▶ _Task objective_: Show each line in the entries below that contains the word "white", copied in full. Case counts.
☆ ☆ ☆ ☆ ☆
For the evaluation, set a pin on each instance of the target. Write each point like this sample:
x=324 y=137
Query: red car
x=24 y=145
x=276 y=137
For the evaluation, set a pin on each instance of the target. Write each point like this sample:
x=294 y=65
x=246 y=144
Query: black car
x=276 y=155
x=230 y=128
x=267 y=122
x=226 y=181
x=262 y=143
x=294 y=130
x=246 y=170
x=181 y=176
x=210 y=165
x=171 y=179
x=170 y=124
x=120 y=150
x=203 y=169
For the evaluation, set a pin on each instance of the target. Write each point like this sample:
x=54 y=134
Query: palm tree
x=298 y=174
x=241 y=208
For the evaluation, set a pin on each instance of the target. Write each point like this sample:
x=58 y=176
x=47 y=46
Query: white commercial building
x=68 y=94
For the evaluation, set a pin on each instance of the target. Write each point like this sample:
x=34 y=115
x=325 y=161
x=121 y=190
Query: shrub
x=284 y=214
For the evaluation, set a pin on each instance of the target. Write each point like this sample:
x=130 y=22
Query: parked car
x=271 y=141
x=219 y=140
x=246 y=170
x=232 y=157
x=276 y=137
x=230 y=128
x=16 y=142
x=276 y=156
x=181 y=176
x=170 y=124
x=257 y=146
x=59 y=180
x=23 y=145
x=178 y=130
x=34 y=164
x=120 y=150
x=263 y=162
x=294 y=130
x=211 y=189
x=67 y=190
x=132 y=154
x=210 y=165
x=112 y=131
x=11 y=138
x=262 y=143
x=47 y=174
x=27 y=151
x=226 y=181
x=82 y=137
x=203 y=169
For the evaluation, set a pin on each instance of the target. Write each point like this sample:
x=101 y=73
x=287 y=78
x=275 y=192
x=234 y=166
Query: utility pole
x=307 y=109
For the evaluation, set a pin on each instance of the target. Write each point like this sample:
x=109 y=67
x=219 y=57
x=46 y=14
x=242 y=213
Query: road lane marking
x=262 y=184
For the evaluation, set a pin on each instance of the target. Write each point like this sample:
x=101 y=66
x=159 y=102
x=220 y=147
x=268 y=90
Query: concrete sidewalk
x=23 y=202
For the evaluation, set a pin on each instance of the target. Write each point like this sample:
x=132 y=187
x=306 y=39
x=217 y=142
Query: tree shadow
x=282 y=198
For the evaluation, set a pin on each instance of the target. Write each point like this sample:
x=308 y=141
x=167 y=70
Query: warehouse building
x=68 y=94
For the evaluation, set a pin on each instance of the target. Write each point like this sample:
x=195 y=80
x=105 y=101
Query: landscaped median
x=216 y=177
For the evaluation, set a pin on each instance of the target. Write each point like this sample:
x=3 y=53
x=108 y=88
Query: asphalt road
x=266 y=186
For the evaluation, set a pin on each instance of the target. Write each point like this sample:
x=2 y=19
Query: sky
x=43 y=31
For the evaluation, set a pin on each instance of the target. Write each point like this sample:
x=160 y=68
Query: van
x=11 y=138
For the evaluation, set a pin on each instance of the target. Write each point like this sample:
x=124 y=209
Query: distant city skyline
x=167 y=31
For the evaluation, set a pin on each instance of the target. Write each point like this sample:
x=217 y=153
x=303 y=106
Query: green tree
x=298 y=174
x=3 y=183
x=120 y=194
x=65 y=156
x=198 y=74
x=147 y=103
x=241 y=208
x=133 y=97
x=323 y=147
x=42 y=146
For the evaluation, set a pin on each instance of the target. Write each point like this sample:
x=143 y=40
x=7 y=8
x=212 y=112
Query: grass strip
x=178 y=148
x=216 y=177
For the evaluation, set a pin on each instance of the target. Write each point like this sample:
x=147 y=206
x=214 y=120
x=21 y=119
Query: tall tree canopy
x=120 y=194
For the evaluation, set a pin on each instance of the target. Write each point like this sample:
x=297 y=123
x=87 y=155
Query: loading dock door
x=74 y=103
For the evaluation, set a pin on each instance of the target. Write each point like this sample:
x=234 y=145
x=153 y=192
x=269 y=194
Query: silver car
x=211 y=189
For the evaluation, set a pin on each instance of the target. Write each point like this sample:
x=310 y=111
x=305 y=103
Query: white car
☆ ☆ ☆ ☆ ☆
▶ _Result of the exercise_:
Query: white commercial building
Query: white car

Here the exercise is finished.